(begin)

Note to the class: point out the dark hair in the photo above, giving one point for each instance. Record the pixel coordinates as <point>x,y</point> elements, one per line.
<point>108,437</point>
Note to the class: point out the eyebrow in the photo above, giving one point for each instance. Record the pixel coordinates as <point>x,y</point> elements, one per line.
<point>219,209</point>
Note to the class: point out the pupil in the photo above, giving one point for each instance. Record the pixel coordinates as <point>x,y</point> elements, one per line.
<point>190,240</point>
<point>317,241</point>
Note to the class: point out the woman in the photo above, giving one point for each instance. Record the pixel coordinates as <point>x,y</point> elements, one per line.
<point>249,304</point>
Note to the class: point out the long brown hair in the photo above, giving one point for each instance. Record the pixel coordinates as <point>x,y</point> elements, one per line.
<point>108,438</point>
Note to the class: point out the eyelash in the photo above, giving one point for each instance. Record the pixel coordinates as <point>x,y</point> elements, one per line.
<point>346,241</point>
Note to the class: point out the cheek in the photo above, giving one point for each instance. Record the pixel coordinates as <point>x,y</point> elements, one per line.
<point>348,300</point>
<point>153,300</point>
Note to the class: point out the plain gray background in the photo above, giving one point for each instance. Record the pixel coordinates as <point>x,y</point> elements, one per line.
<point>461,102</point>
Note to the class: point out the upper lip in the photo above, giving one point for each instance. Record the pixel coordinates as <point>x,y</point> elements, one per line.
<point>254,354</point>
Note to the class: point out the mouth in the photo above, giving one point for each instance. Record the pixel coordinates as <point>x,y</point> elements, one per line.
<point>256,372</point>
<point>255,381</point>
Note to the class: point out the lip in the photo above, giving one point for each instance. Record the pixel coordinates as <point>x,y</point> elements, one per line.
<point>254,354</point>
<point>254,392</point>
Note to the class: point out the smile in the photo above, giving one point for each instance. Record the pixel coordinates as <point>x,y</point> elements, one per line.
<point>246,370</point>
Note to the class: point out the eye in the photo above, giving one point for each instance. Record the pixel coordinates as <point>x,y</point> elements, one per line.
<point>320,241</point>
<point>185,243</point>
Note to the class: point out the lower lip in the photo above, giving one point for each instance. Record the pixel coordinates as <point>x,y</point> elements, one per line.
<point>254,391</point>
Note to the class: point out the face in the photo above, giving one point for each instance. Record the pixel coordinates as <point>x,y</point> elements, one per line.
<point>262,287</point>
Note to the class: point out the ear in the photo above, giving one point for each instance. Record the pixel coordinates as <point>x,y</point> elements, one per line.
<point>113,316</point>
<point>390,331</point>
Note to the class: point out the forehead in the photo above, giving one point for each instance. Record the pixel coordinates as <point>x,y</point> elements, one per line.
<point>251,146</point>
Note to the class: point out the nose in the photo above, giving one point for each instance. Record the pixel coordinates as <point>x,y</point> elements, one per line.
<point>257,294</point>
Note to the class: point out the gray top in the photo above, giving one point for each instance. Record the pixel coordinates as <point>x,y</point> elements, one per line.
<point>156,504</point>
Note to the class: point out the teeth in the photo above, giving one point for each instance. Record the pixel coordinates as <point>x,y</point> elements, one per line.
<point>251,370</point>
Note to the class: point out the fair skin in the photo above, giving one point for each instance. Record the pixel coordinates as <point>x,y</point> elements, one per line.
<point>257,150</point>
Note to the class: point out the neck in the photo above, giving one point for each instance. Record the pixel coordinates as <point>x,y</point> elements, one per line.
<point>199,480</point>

(end)

## Exercise details
Starting at the line that contains "Note to the class: point out the forehead" and continuing through the end of the entries, write those lines out again with "Note to the class" replaced by "Note to the group" and everything else left as it is.

## Expected output
Note to the group: point out the forehead in the photo above, giving one point for each instance. Record the pixel coordinates as <point>x,y</point> elements, one per line.
<point>251,146</point>
Note to the group: point out the nose in the photo above, giving one point for each instance. Record the pixel coordinates as <point>x,y</point> elements, one per line.
<point>257,294</point>
Note to the group: point out the gray top in the photo above, giving one point for each instance. Record the pixel coordinates as <point>x,y</point> elements, one per line.
<point>156,504</point>
Note to the group: point out the teeth in the photo above, giving one point for each instance. Record the pixel coordinates as <point>x,y</point> elements, one per line.
<point>251,370</point>
Note to the group: point out the fair skin in the photo above, giving one point for each instance. Record the pixel coordinates as <point>x,y</point> elements, one per line.
<point>257,150</point>
Note to the group: point out the neck in the photo above, giving one point for each instance. Record the pixel coordinates as <point>x,y</point> elements, one per line.
<point>199,480</point>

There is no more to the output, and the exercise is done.